(CONSIGNES):
(1) D'après l'entretien sur Resident Evil, à quoi Kawata dit-il que l'objectif de ce jeu était de revenir ?
(2) Poursuivez l'entretien sur Resident Evil à partir de la dernière phrase donnée.

(TEXTE FOURNI):
§

Vous voulez aller contre leurs attentes mais dans le bon sens, il est donc important de trouver le dosage exact. Vous ne voulez pas qu’ils se disent : “Je n’aurais jamais cru qu’ils feraient ça ! Je déteste !” mais plutôt “ Je n’aurais jamais cru qu’ils feraient ça ! Génial !”

Kawata :

Exact. Notre objectif cette fois était un retour aux origines de la série, l’horreur, mais le système de jeu est nouveau. Nous voulions supprimer toutes les sources d’insatisfaction précédentes. Ce jeu est le résultat de tout ce qui s’est construit avant et l’essence de Resident Evil, dont nous n’avons-nous-mêmes qu’une vague idée, en est un élément fondamental.

Iwata :

Qu’en dites-vous, Hori-san ?

Hori :

Voyons… Cela fait près de dix ans que j’y réfléchis, moi aussi. Si l’on devait tracer une ligne, j’imagine que c’est un genre d’horreur qui exclut les fantômes et les éclaboussures.

§

(DONNÉES ENREGISTRÉES):
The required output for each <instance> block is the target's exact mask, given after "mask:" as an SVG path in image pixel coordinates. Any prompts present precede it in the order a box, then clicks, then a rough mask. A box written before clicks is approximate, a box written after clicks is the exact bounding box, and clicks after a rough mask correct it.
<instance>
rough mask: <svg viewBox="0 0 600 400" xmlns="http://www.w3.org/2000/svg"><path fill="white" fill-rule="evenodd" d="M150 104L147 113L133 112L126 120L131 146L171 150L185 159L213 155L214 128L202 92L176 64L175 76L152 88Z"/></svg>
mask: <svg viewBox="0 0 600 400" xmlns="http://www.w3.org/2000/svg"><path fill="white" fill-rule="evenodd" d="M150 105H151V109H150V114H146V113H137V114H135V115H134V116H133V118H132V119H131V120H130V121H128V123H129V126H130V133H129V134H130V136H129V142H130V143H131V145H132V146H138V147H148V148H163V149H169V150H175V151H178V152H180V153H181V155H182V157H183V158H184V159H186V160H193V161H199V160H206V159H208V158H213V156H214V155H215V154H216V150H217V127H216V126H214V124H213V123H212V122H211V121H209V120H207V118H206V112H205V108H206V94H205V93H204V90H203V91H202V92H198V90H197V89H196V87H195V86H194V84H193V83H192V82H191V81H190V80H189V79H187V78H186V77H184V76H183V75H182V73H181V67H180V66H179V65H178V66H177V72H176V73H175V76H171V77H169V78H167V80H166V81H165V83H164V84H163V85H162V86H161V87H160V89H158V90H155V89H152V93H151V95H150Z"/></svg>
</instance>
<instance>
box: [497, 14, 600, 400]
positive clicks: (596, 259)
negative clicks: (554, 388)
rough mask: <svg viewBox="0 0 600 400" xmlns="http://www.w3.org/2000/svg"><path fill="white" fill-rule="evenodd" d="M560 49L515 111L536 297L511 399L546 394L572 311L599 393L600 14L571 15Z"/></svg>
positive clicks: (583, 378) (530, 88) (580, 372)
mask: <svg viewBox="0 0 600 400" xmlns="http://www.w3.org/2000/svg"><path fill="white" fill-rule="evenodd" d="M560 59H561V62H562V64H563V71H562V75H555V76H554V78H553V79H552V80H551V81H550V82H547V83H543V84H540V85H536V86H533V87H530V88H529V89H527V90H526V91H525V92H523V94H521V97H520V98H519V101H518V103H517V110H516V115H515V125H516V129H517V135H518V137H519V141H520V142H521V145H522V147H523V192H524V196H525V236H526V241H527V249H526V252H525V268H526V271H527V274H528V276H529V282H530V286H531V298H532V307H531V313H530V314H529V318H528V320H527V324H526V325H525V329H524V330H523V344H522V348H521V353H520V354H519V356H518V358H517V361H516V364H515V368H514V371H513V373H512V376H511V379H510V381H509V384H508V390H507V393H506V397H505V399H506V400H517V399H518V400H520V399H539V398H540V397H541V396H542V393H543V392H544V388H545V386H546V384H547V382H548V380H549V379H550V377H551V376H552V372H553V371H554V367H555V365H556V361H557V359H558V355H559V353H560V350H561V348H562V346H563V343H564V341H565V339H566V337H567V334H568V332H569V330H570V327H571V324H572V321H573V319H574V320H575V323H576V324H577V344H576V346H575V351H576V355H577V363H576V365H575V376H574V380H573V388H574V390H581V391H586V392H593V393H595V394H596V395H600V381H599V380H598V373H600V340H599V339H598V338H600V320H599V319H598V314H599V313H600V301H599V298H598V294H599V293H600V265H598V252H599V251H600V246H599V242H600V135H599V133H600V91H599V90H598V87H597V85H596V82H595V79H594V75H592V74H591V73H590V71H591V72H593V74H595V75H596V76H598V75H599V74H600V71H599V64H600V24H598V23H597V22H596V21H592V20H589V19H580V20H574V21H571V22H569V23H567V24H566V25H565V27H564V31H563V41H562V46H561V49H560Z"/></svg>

§

(RÉPONSES):
(1) Aux origines de la série, l'horreur.

(2)
Iwata Asks
Iwata :

C’est une contrainte que vous vous imposez à vous-mêmes.

Kawata :

Comparée aux autres personnages, Rachel apporte cette fois une présence différente. Elle est un peu comme un esprit, presque pas un personnage pour Resident Evil, mais je trouve que cette nouveauté possède une fraîcheur qui rend finalement très bien.

Nakanishi :

Oui. Là, nous avons cherché à atteindre quelque chose qui se distinguerait un peu de l’essence de Resident Evil.

Hori :

Mais je suppose que chacun de ceux qui travaillent sur le jeu a son propre ressenti envers Resident Evil.

Iwata :

Même s’il existe beaucoup de points communs, il est impossible qu’ils aient tous exactement la même idée de ce qu’est l’essence de Resident Evil.

Iwata Asks
Nakanishi :

Oui… Pour le bioréalisme aussi, chacun dit ce qu’il veut ! (rires)

Hori :

Par exemple, je n’ai pas une opinion tranchée sur l’horreur, je fais donc les jeux avec en tête des images de manoirs hantés.

Iwata :

Oh, voilà donc le concept derrière le level design.

Hori :

C’est exact. De même, en matière de son, Suzuki-san fonctionne aussi selon ses propres idées, j’imagine.

Kawata :

C’est pour ça qu’il a eu cette idée de piano, cette fois. Comme je l’ai déjà évoqué, moi aussi, cela m’a d’abord surpris.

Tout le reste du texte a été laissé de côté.